_GIVEN INFORMATION_

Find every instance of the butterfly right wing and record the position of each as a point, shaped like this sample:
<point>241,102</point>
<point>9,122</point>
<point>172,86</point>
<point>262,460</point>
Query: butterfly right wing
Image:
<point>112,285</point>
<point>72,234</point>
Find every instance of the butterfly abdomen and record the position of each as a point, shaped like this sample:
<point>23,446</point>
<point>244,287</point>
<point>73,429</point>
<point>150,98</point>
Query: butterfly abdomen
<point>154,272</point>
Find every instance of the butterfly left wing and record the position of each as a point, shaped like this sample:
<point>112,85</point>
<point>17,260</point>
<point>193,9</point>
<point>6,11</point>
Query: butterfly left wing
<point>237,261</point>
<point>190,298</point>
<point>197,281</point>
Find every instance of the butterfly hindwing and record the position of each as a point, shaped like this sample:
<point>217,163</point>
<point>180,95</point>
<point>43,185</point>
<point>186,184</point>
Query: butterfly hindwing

_WHAT YOU SHOULD DO_
Write down only the closing run of lines: the one containing "<point>6,11</point>" and every line after it to the end of the entries, exactly.

_YOUR SOLUTION_
<point>6,11</point>
Query: butterfly left wing
<point>237,261</point>
<point>190,298</point>
<point>197,281</point>
Find every instance of the butterfly hindwing and record the position of each as a point, shaped like this sample:
<point>217,163</point>
<point>180,95</point>
<point>43,185</point>
<point>186,184</point>
Query: butterfly hindwing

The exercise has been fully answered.